┌─ TEXT PROVIDED

To help us wrestle with the yin/yang in yoga right now, we asked yogi-authors Neal Pollack and Stefanie Syman to weigh in. Are the sexy representations we’re seeing in yoga a new, fleeting, or not-so-pretty repressed side of the practice that we have to accept and deal with? Or is it a crank call with heavy breathing coming from outside the community?
Turns out, yoga has been associated with sex for a very long time, says Stefanie Syman, author of The Subtle Body: The Story of Yoga in America. “First because of Tantra—which in some forms, does use ritualized intercourse for spiritual liberation—and second because Americans feared that yoga was being used as a bait for more lurid and scandalous sexual rituals when the practice took hold around the turn of the century.”
Girls in Yoga Pants, as an example, exploits this association, says Syman. “And another one, which is that many people practice yoga precisely to be more sexually attractive (also not a new phenomenon, yoga was the top celebrity beauty “secret” in the 1950s).”
Neal Pollack, who’s just released Stretch: The Unlikely Making of a Yoga Dude, provides a both/and response to the issue: “Putting aside the given fact that women’s butts DO look good in yoga pants, I think this Girls in Yoga Pants website says a lot about yoga in the West and how it’s used and misused,” says Pollack.
“We have this mistaken impression that yoga is about the body, that if you practice it long enough and hard enough, you’re going to have a hot bod, a perfect shape, and all your problems are going to be solved. But as my teacher Richard Freeman once said to me during a class, ‘Some people think you do yoga to get a perfect body. And you CAN get a perfect body doing yoga. But you’re still going to die. And then you’ll have a perfect dead body.’”
Yoga exists to help us deal with the spirit and life, suggests Pollack. “Not to give us yet one more reason to strut and preen and show off our egos—or make people who don’t look as hot as us feel bad.” (Assuming, that we think we’re all that…)
To that, Mr. Pollack, we say “Namaste.”

└─
┌─ RECORD EXTRACTS

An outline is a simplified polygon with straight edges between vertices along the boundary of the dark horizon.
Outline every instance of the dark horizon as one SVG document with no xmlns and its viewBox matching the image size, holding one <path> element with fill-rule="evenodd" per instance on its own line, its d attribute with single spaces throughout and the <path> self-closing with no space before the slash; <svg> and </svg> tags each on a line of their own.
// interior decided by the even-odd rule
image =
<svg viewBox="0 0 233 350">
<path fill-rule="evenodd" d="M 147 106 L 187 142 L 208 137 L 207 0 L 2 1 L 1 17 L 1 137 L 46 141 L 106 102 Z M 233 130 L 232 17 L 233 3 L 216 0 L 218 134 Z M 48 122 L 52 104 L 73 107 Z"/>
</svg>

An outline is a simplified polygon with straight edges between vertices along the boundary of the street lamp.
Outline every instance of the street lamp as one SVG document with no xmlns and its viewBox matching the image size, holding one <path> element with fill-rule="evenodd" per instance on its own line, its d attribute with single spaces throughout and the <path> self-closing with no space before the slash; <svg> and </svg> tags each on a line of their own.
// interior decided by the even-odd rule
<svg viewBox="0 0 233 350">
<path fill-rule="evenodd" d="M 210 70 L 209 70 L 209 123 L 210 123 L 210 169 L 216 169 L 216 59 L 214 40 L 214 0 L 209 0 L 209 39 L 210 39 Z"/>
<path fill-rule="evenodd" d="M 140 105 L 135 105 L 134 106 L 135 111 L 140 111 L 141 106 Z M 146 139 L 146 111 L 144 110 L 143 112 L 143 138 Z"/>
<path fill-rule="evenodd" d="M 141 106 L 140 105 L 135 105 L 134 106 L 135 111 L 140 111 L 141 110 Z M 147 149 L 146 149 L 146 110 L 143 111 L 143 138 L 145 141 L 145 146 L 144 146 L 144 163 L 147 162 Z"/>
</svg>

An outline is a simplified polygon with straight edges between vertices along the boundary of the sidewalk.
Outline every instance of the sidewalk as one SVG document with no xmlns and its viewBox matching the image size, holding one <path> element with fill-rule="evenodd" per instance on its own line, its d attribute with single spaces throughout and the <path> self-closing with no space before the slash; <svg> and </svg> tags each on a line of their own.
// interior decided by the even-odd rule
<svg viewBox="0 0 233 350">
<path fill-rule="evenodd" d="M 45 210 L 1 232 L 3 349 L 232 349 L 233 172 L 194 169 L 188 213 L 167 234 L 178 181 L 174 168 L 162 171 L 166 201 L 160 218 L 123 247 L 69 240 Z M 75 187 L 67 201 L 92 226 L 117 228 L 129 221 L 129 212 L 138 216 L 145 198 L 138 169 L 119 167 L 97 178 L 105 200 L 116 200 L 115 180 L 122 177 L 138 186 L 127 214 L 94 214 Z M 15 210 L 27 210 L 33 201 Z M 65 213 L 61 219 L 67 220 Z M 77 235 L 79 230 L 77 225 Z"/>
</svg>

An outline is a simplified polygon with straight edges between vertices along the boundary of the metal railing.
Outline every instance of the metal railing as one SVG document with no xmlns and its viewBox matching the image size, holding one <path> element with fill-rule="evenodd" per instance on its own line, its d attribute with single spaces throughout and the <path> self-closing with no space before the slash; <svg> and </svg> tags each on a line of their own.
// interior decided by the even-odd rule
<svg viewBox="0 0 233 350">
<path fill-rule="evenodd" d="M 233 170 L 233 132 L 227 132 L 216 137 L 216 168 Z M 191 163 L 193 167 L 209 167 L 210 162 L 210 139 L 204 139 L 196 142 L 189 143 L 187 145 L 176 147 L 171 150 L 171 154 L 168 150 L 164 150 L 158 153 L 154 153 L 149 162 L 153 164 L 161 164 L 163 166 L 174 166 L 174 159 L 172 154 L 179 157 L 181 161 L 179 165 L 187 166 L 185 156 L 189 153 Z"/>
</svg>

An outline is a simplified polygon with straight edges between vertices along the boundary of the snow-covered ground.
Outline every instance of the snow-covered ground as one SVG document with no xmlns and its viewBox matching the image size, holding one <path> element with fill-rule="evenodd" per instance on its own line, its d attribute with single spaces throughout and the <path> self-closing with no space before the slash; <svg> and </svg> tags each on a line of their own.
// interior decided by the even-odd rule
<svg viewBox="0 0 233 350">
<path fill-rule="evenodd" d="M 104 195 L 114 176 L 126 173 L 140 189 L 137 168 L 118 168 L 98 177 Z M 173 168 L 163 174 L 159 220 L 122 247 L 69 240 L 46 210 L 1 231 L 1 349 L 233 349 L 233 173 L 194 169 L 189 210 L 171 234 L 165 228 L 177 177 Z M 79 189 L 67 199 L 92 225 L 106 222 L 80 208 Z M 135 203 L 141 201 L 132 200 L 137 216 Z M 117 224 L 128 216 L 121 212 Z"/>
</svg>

└─
┌─ RECORD EXTRACTS

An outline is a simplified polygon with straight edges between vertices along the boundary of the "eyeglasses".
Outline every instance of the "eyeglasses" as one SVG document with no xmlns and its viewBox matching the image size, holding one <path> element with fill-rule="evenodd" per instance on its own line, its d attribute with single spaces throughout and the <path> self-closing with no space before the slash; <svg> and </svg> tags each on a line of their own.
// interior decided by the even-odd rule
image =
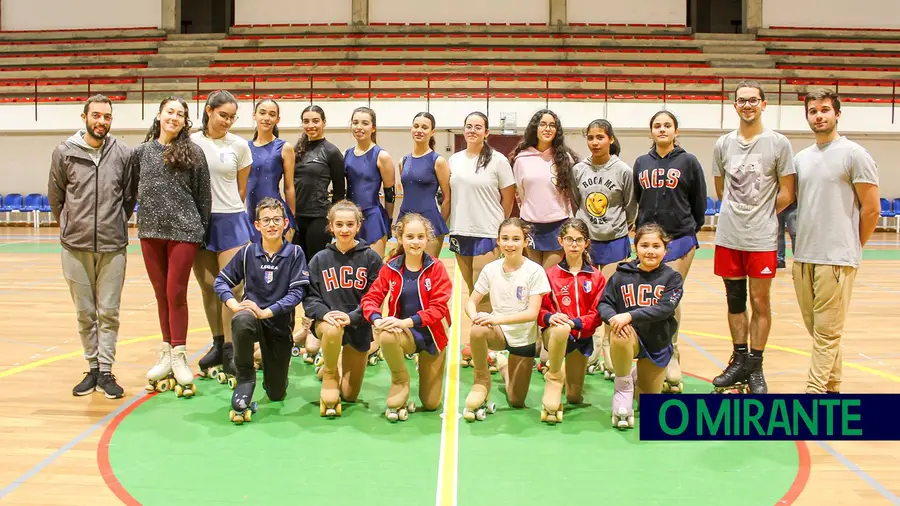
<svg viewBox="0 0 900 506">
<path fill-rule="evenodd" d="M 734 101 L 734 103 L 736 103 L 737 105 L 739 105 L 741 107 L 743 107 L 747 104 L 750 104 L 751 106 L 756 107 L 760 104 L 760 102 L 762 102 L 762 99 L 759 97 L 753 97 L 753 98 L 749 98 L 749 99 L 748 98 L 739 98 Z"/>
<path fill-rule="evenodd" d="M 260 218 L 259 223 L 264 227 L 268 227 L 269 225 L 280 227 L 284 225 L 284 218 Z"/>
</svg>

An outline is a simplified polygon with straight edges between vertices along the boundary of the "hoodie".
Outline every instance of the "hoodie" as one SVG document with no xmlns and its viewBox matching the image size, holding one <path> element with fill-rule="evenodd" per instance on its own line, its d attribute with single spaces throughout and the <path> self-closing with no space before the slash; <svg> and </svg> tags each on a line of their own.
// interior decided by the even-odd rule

└─
┌─ RECORD EXTRACTS

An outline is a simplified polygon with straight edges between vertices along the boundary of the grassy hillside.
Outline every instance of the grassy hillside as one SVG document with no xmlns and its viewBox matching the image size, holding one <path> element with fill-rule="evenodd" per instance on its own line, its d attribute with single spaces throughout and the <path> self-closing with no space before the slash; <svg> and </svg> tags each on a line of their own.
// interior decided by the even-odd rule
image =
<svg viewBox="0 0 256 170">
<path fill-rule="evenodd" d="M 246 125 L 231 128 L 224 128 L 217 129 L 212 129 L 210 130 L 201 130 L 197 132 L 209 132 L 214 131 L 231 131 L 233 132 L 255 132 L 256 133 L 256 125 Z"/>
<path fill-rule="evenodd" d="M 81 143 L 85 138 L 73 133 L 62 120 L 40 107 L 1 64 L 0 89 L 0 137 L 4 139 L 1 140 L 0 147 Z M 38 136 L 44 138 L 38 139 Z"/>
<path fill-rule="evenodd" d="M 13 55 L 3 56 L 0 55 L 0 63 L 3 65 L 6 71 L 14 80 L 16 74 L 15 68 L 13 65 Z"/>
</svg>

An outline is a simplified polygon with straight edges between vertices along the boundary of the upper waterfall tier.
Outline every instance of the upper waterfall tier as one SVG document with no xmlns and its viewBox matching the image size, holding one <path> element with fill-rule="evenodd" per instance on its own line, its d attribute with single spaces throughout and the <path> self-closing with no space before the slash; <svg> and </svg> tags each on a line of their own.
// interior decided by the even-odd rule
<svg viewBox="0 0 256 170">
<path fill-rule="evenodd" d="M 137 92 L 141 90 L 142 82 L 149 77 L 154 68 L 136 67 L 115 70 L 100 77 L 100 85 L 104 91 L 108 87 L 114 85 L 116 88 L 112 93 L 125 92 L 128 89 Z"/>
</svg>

└─

§ YOUR TASKS
**1)** Return the passage of the text on yoga and sexuality between "To help us wrestle" and "outside the community?", inclusive.
**2)** Reproduce the lines of the listing between the lines holding "the grassy hillside." and "246 125 L 231", inclusive, changing "grassy hillside" to "grassy slope" and leaving everything else intact.

§ ANSWER SET
**1)**
To help us wrestle with the yin/yang in yoga right now, we asked yogi-authors Neal Pollack and Stefanie Syman to weigh in. Are the sexy representations we’re seeing in yoga a new, fleeting, or not-so-pretty repressed side of the practice that we have to accept and deal with? Or is it a crank call with heavy breathing coming from outside the community?

**2)**
An outline is a simplified polygon with straight edges between vertices along the boundary of the grassy slope.
Outline every instance of the grassy slope as one SVG document with no xmlns and its viewBox matching the image size, holding one <path> element with fill-rule="evenodd" per instance on its own line, its d attribute with single spaces throughout and the <path> self-closing with no space before the slash; <svg> and </svg> tags each on a line of their own.
// interior decided by the even-odd rule
image =
<svg viewBox="0 0 256 170">
<path fill-rule="evenodd" d="M 246 125 L 231 128 L 224 128 L 217 129 L 212 129 L 210 130 L 201 130 L 197 132 L 209 132 L 214 131 L 231 131 L 233 132 L 255 132 L 256 133 L 256 125 Z"/>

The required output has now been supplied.